- **BLOC DE TEXTE**:
▼

Espaces naturels n°45 - janvier 2014

Aménagement - Gouvernance

Pascal Faverot
Cen Rhône-Alpes

Mobiliser les collectivités pour qu’elles prennent en compte la préservation des milieux humides mais également faire émerger des projets et apporter des compétences peu présentes sur les territoires : tels étaient les objectifs de l’accord signé en 2009 entre les Cen de Rhône-Alpes et l’agence de l’eau RM&C (Rhône-Méditérranée & Corse).

© Cen Rhône-Alpes

Face à une forte dégradation des zones humides, l’implication des collectivités locales devient déterminante. Aussi, les quatre conservatoires. Cinq ans d’un travail de longue haleine, porteur d’enseignements quant à la manière de s’organiser et de réussir. Il s’agissait pour les conservatoires de donner une toute autre ampleur à un travail déjà engagé, avec l’appui de la région Rhône-Alpes et de certains départements, d’animation auprès de territoires non doté en ingénierie environnementale. Selon les secteurs, la première note consistait à porter à connaissance les inventaires de zones humides et des enjeux sociétaux. La seconde devait convaincre et surtout ne pas créer une dissonance avec les préoccupations des territoires. Un appui à une démarche de préservation et de gestion s’engageait alors, coup de pouce pour le montage administratif ou l’élaboration d’un plan de gestion dans un cas, prise en charge de la gestion par le Conservatoire dans d’autres.

▲

- **OBJECTIF DE L'EXERCICE**:
Indiquez si chacune des affirmations suivantes concorde avec le texte sur les zones humides, en répondant par oui ou par non et en citant mot pour mot le passage décisif.
1. L'accord entre les Cen de Rhône-Alpes et l'agence de l'eau RM&C a été signé en 2009.
2. Le travail mené par les conservatoires s'est étendu sur dix ans.
3. Dans certains cas, le Conservatoire assure lui-même la gestion.
Les enregistrements proviennent d'une source différente de celle du texte.

- **ENREGISTREMENTS STOCKÉS**:
▼

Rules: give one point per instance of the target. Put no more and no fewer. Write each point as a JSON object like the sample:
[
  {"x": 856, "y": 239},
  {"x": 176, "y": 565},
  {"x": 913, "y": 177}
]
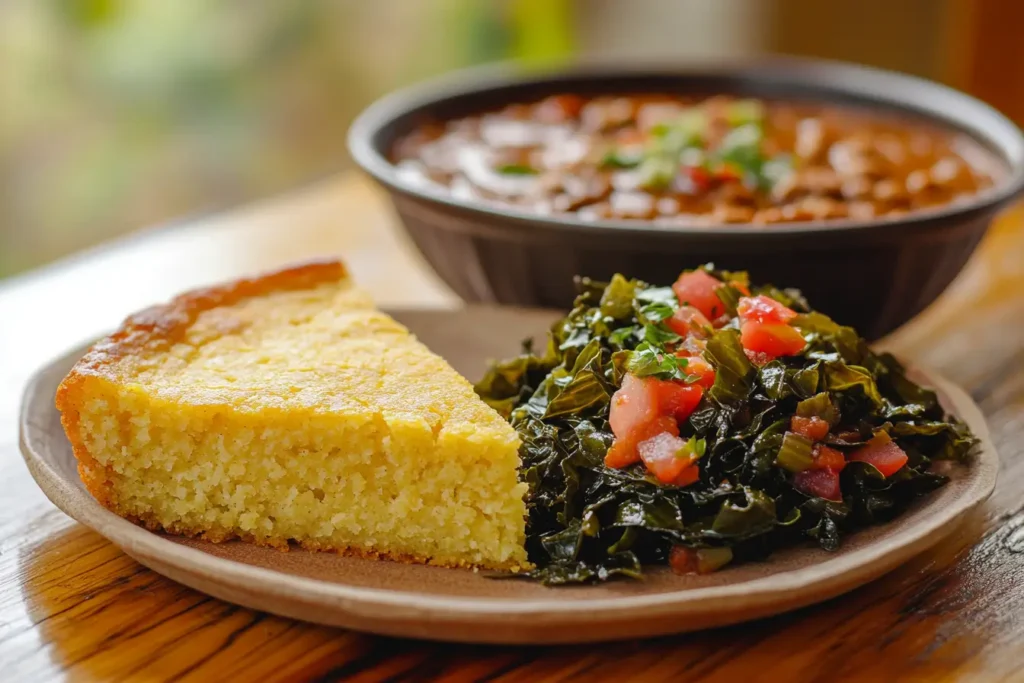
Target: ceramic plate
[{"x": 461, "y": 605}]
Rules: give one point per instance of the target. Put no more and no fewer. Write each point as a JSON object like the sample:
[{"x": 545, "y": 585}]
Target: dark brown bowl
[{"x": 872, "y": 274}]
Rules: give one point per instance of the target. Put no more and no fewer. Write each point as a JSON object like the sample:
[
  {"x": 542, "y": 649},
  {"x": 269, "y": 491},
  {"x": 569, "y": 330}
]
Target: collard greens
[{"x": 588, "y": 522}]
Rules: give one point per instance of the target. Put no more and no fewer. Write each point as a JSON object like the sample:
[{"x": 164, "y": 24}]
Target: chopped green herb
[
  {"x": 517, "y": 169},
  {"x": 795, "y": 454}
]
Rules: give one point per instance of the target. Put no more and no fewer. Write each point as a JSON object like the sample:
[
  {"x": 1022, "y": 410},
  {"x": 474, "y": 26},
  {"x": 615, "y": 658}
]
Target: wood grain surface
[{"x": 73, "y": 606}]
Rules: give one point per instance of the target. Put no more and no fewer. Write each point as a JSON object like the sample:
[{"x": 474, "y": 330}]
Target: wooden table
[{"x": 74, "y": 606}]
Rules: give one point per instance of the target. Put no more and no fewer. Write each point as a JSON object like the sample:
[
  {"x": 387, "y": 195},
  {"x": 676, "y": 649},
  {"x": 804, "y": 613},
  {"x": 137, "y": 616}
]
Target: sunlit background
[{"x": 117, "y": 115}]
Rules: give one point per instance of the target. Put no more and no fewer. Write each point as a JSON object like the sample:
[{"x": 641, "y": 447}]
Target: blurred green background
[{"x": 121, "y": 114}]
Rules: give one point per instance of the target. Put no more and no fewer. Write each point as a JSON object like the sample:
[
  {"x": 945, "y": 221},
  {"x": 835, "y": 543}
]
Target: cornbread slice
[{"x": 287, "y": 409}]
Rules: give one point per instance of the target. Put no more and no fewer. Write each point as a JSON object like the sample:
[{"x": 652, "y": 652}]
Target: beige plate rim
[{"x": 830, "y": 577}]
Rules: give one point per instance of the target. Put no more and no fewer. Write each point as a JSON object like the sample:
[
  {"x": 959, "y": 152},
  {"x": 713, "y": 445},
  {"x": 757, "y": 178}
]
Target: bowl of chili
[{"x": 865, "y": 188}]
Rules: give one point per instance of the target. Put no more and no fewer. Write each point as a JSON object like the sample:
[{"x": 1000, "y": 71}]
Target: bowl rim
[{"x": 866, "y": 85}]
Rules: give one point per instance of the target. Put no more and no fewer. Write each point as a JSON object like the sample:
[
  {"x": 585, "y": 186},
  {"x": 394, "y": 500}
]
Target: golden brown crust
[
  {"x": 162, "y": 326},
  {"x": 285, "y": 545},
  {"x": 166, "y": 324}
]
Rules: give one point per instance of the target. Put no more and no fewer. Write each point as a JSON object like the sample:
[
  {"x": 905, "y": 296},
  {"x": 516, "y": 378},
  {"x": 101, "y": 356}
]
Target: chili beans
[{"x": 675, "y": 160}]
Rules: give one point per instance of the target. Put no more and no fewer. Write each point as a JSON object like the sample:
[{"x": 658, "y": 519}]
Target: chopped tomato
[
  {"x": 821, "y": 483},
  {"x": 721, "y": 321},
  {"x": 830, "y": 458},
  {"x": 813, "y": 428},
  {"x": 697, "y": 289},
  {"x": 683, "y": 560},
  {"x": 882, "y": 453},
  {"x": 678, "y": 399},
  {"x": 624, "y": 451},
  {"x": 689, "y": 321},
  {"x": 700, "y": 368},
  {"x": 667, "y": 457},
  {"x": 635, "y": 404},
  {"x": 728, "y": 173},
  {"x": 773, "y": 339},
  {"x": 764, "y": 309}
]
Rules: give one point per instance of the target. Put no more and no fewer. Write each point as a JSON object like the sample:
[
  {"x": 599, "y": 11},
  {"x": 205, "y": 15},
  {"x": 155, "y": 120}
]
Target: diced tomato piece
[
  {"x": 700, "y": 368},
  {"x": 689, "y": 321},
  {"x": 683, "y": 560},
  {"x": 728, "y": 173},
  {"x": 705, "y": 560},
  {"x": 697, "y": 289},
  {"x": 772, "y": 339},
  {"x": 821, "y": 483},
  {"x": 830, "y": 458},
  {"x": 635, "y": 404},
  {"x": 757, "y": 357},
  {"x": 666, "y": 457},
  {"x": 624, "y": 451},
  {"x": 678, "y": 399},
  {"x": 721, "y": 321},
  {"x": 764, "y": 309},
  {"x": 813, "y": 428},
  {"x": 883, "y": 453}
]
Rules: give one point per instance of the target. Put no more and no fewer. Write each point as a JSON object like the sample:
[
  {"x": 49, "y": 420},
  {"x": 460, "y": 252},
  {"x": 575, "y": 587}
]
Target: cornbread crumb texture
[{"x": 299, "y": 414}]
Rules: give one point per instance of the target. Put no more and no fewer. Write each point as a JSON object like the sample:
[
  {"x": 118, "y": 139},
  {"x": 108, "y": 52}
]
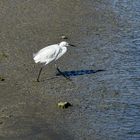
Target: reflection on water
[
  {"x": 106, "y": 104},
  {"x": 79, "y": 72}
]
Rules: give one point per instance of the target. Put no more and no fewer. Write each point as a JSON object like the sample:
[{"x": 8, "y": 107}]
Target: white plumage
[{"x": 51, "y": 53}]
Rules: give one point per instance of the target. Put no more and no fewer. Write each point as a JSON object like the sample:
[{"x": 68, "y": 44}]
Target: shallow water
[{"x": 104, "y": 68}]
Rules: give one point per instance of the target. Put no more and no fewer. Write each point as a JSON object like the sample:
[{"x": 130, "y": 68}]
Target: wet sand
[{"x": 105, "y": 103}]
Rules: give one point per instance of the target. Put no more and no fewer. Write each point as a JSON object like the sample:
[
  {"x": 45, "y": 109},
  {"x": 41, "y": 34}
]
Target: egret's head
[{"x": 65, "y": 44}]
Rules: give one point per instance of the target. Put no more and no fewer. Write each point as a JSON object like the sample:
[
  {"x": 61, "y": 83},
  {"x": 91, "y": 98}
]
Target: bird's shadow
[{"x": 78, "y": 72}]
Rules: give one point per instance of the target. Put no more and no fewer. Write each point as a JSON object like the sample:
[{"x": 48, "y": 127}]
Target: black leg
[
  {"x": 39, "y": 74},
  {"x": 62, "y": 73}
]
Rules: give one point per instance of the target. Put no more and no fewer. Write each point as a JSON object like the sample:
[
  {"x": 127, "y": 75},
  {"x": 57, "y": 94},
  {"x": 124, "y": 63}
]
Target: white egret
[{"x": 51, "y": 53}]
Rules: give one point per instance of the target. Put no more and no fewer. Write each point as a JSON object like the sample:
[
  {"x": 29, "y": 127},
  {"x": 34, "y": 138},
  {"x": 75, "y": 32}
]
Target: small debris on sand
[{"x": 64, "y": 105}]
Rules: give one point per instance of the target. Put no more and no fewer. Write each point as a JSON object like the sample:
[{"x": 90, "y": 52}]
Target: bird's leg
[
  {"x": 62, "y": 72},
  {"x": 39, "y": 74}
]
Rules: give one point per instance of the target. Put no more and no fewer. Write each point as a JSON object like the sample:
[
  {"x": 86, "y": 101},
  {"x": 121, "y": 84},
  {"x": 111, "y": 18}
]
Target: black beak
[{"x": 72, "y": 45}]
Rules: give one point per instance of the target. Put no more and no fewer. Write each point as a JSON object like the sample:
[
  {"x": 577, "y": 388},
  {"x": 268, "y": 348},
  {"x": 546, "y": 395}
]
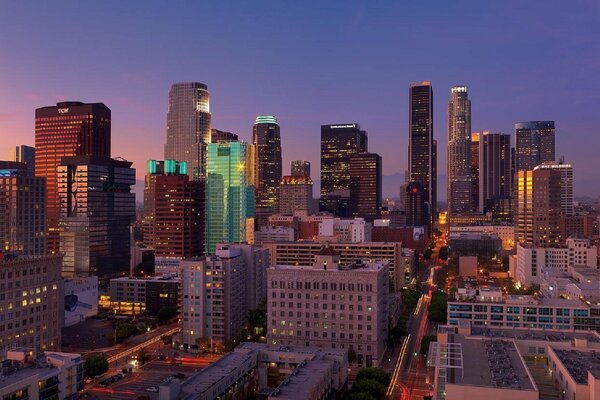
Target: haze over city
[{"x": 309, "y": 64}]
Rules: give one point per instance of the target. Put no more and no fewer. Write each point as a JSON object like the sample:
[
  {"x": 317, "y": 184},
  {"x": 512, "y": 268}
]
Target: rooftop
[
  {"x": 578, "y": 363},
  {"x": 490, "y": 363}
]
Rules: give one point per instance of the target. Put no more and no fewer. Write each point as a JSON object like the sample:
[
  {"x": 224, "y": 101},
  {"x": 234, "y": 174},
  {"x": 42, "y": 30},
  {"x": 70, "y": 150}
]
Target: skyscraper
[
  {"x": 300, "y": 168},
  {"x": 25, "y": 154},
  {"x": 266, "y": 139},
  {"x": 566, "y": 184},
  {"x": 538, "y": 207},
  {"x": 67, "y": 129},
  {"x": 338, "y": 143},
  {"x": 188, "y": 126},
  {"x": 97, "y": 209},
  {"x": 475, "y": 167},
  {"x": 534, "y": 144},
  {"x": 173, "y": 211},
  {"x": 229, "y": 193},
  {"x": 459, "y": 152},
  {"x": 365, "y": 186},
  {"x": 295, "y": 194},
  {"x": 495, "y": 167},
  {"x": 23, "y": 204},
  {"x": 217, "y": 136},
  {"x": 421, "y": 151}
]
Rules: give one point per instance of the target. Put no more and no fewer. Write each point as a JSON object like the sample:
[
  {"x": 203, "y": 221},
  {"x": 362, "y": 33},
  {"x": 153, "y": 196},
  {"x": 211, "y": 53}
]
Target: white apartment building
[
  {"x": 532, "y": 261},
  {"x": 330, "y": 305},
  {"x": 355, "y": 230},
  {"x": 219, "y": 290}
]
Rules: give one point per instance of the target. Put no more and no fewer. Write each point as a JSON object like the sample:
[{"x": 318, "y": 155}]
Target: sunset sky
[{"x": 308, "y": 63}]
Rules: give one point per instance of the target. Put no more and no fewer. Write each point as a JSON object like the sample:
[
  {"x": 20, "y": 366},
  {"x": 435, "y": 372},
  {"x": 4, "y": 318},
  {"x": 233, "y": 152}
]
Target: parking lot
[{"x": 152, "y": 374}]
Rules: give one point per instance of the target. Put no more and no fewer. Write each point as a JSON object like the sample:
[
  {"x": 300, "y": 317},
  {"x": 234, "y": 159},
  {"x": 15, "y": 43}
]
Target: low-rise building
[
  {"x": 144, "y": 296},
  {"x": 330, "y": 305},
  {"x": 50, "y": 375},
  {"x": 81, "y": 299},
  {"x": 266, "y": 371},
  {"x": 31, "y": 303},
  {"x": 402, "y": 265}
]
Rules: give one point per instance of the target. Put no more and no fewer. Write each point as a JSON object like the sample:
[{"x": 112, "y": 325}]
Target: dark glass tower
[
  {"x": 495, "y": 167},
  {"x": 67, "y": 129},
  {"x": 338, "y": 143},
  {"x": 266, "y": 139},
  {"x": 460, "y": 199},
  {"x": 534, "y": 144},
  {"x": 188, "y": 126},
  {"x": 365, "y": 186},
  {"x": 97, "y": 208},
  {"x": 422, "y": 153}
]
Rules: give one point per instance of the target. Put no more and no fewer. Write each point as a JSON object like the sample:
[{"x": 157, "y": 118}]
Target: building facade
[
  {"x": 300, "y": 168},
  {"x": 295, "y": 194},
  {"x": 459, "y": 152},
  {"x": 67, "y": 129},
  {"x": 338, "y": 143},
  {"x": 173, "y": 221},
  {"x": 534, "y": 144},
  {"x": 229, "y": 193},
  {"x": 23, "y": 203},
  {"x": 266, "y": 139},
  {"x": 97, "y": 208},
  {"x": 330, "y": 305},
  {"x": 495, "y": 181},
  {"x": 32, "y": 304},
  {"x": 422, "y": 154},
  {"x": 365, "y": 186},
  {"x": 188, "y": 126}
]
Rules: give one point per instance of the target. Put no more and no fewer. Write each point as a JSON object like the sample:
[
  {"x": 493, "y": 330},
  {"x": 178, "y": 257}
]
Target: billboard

▲

- **RÉPONSE À L'EXERCICE**:
1. Oui : « l’accord signé en 2009 entre les Cen de Rhône-Alpes et l’agence de l’eau RM&C »
2. Non : « Cinq ans d’un travail de longue haleine »
3. Oui : « prise en charge de la gestion par le Conservatoire dans d’autres »